**Exercise brief**. Your task is to extract every entry that follows word for word while excluding the pictures.

* * * * * * * * *

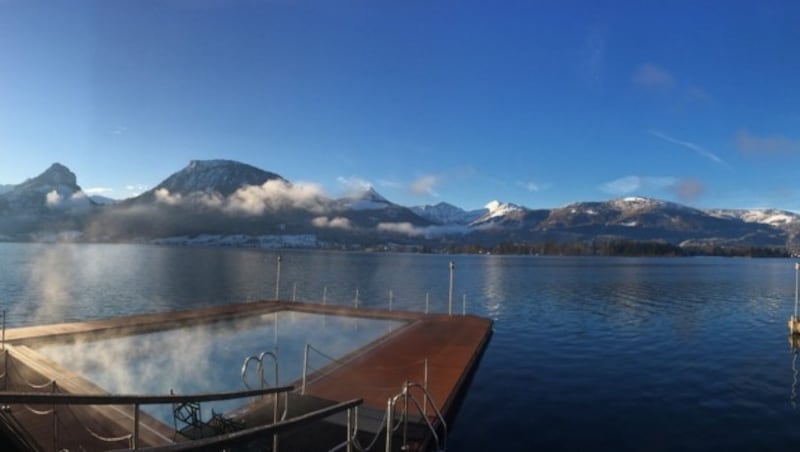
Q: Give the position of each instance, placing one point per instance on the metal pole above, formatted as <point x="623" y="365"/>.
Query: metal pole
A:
<point x="305" y="370"/>
<point x="349" y="427"/>
<point x="278" y="279"/>
<point x="450" y="297"/>
<point x="389" y="422"/>
<point x="136" y="426"/>
<point x="425" y="382"/>
<point x="796" y="287"/>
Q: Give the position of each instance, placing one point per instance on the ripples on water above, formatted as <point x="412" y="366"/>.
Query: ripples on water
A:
<point x="588" y="353"/>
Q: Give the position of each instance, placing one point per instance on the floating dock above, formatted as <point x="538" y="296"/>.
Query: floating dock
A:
<point x="408" y="382"/>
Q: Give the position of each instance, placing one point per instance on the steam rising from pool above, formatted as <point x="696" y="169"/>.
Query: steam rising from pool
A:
<point x="208" y="358"/>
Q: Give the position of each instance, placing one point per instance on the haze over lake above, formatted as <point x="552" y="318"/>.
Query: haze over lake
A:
<point x="600" y="353"/>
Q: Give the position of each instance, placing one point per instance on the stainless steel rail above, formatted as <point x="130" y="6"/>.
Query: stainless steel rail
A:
<point x="406" y="395"/>
<point x="24" y="398"/>
<point x="215" y="443"/>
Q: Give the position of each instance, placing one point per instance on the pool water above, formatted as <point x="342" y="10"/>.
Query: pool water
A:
<point x="208" y="358"/>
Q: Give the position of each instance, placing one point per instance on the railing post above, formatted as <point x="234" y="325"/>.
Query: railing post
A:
<point x="278" y="279"/>
<point x="305" y="370"/>
<point x="135" y="426"/>
<point x="55" y="419"/>
<point x="796" y="290"/>
<point x="349" y="427"/>
<point x="389" y="422"/>
<point x="450" y="296"/>
<point x="405" y="414"/>
<point x="425" y="383"/>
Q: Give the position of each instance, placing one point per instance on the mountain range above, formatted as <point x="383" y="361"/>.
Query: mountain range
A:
<point x="223" y="202"/>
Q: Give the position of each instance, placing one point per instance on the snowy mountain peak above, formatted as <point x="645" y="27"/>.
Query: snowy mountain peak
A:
<point x="57" y="176"/>
<point x="773" y="217"/>
<point x="446" y="214"/>
<point x="208" y="176"/>
<point x="497" y="209"/>
<point x="636" y="202"/>
<point x="368" y="199"/>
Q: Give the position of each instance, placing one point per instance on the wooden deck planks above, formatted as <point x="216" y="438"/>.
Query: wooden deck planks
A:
<point x="451" y="344"/>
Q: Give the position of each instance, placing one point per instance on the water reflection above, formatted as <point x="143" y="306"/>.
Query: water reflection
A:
<point x="794" y="342"/>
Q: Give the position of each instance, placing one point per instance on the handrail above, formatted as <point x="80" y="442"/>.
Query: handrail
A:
<point x="263" y="382"/>
<point x="260" y="368"/>
<point x="135" y="400"/>
<point x="406" y="395"/>
<point x="213" y="443"/>
<point x="130" y="399"/>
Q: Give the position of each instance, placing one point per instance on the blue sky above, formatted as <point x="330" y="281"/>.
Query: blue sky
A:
<point x="540" y="103"/>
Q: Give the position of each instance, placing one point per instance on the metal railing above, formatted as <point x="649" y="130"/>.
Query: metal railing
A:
<point x="25" y="398"/>
<point x="406" y="395"/>
<point x="263" y="382"/>
<point x="260" y="368"/>
<point x="217" y="442"/>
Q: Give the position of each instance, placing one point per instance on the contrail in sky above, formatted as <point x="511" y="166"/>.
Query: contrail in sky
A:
<point x="704" y="152"/>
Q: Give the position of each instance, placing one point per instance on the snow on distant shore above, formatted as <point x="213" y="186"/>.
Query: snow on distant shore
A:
<point x="242" y="240"/>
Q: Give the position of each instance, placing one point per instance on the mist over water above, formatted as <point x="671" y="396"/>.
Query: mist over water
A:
<point x="600" y="353"/>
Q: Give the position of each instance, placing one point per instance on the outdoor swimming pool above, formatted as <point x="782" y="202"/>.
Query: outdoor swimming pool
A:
<point x="208" y="358"/>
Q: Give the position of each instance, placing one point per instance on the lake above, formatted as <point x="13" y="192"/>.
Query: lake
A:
<point x="587" y="353"/>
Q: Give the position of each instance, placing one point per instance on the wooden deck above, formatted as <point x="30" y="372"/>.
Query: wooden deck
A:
<point x="451" y="346"/>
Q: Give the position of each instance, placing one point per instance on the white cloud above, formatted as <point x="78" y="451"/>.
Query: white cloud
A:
<point x="689" y="145"/>
<point x="275" y="195"/>
<point x="632" y="184"/>
<point x="775" y="145"/>
<point x="335" y="223"/>
<point x="532" y="186"/>
<point x="97" y="190"/>
<point x="353" y="185"/>
<point x="686" y="189"/>
<point x="165" y="197"/>
<point x="53" y="199"/>
<point x="75" y="200"/>
<point x="653" y="77"/>
<point x="425" y="185"/>
<point x="404" y="228"/>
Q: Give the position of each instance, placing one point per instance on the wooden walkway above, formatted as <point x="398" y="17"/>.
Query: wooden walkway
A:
<point x="451" y="345"/>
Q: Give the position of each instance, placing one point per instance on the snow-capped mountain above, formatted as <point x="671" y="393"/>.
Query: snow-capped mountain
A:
<point x="772" y="217"/>
<point x="368" y="199"/>
<point x="447" y="214"/>
<point x="50" y="203"/>
<point x="223" y="177"/>
<point x="56" y="188"/>
<point x="103" y="200"/>
<point x="237" y="203"/>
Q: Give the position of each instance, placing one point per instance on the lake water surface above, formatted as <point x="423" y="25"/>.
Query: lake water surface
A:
<point x="587" y="353"/>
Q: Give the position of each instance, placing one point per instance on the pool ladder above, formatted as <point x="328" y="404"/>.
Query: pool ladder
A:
<point x="259" y="360"/>
<point x="405" y="396"/>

* * * * * * * * *

**Result of this task**.
Q: Give the position of each instance, placing one point per instance on the metal pole above, formatted as <point x="623" y="365"/>.
Query: metal pole
A:
<point x="305" y="370"/>
<point x="349" y="427"/>
<point x="278" y="279"/>
<point x="450" y="297"/>
<point x="389" y="422"/>
<point x="136" y="426"/>
<point x="425" y="382"/>
<point x="796" y="287"/>
Q: Give the position of each instance, placing one point per instance on the ripples on water above, formatted as <point x="412" y="366"/>.
Query: ripples on water
A:
<point x="588" y="353"/>
Q: Give the position of each instance, placing one point per instance on the floating dock above, formatted as <point x="538" y="296"/>.
Query: floating dock
A:
<point x="408" y="382"/>
Q: Give the position of each instance, placing one point per instance on the steam rising from pool above, formatted as <point x="696" y="169"/>.
Query: steam rising from pool
A:
<point x="208" y="358"/>
Q: Give the position of each instance, placing one point per instance on the haze over lake above, formatted as <point x="552" y="318"/>.
Query: haze over lake
A:
<point x="600" y="353"/>
Q: Give the position of each instance, placing one point per instance on the stainless steel rail above, formatted as <point x="130" y="6"/>.
Query: stainless steel rail
A:
<point x="406" y="395"/>
<point x="24" y="398"/>
<point x="215" y="443"/>
Q: Give the position of each instance, placing one point per instance on the pool water above, formatted as <point x="342" y="10"/>.
Query: pool water
A:
<point x="208" y="358"/>
Q: Give the position of each instance, placing one point per instance on the railing post above, formatted as <point x="234" y="325"/>.
Query: railing post
A:
<point x="278" y="279"/>
<point x="305" y="370"/>
<point x="135" y="426"/>
<point x="55" y="419"/>
<point x="796" y="290"/>
<point x="349" y="427"/>
<point x="389" y="422"/>
<point x="450" y="296"/>
<point x="405" y="414"/>
<point x="425" y="383"/>
Q: Give the position of each instance, placing one point per instance on the mountain range above, formatted as <point x="383" y="361"/>.
Query: mountain range
A:
<point x="223" y="202"/>
Q: Give the position of each instance, placing one point per instance on the snowy mountain peak above, formatted as <point x="645" y="27"/>.
Query: snowy mountain peak
A:
<point x="57" y="176"/>
<point x="773" y="217"/>
<point x="446" y="214"/>
<point x="208" y="176"/>
<point x="497" y="209"/>
<point x="636" y="202"/>
<point x="368" y="199"/>
Q: Give the position of each instance, placing one point per instance on the wooden deck planks above, formatted as <point x="216" y="438"/>.
Query: wooden deck planks
A:
<point x="451" y="344"/>
Q: Give the position of each instance, placing one point per instance on the water reflection above, formatted as <point x="143" y="306"/>.
Query: water reflection
A:
<point x="794" y="342"/>
Q: Give the position of each instance, placing one point per instance on the handrail above, formatted as <point x="80" y="442"/>.
Query: handrail
A:
<point x="263" y="382"/>
<point x="260" y="368"/>
<point x="135" y="400"/>
<point x="406" y="395"/>
<point x="213" y="443"/>
<point x="130" y="399"/>
Q: Give the position of each instance, placing one point per instance on the blue sky above, formatted as <point x="330" y="281"/>.
Query: blue sky
A:
<point x="540" y="103"/>
Q: Give the position of each instance, placing one point per instance on the metal railing above, formatted as <point x="649" y="130"/>.
Query: metal railing
A:
<point x="25" y="398"/>
<point x="406" y="395"/>
<point x="263" y="382"/>
<point x="260" y="368"/>
<point x="217" y="442"/>
Q: Give the position of each instance, placing one point per instance on the contrail in sky above, formatted as <point x="511" y="166"/>.
Query: contrail in sky
A:
<point x="704" y="152"/>
Q: Give the position of each instance, placing one point per instance on the snow on distant shore above, formatted as <point x="213" y="186"/>.
Query: snow on distant shore
A:
<point x="242" y="240"/>
Q: Give the position of each instance, placing one point per instance on the mist over water above, formatted as <point x="671" y="396"/>.
Query: mist over water
A:
<point x="600" y="353"/>
Q: Give the position of each instance, placing one point per instance on the outdoor swimming pool above, formatted as <point x="782" y="202"/>.
Query: outdoor swimming pool
A:
<point x="208" y="358"/>
Q: Give the position of each instance, placing one point per instance on the lake above, formatted as <point x="13" y="192"/>.
Query: lake
A:
<point x="587" y="353"/>
Q: Give the position of each instance, placing one point per instance on the wooden deck above, formatted as <point x="30" y="372"/>.
Query: wooden deck
A:
<point x="451" y="346"/>
Q: Give the position of each instance, placing one point per instance on the white cloud above, formatted as <point x="78" y="451"/>.
Query: white cloud
A:
<point x="689" y="145"/>
<point x="275" y="195"/>
<point x="632" y="184"/>
<point x="775" y="145"/>
<point x="335" y="223"/>
<point x="532" y="186"/>
<point x="97" y="190"/>
<point x="353" y="185"/>
<point x="686" y="189"/>
<point x="165" y="197"/>
<point x="53" y="199"/>
<point x="75" y="200"/>
<point x="653" y="77"/>
<point x="425" y="185"/>
<point x="404" y="228"/>
Q: Give the position of each instance, placing one point per instance on the wooden walkway above, formatted as <point x="398" y="17"/>.
Query: wooden walkway
A:
<point x="451" y="345"/>
Q: Give the position of each instance, placing one point per instance on the snow-capped mountain above, formatted as <point x="671" y="393"/>.
Query: snow-capped mountain
A:
<point x="772" y="217"/>
<point x="368" y="199"/>
<point x="447" y="214"/>
<point x="50" y="203"/>
<point x="223" y="177"/>
<point x="56" y="188"/>
<point x="103" y="200"/>
<point x="237" y="203"/>
Q: Give the position of each instance, placing one point per instance on the lake water surface above, formatted as <point x="423" y="25"/>.
Query: lake water surface
A:
<point x="587" y="353"/>
Q: Give the position of each instance, placing one point per instance on the pool ladder above, formatted as <point x="328" y="404"/>.
Query: pool ladder
A:
<point x="259" y="360"/>
<point x="405" y="396"/>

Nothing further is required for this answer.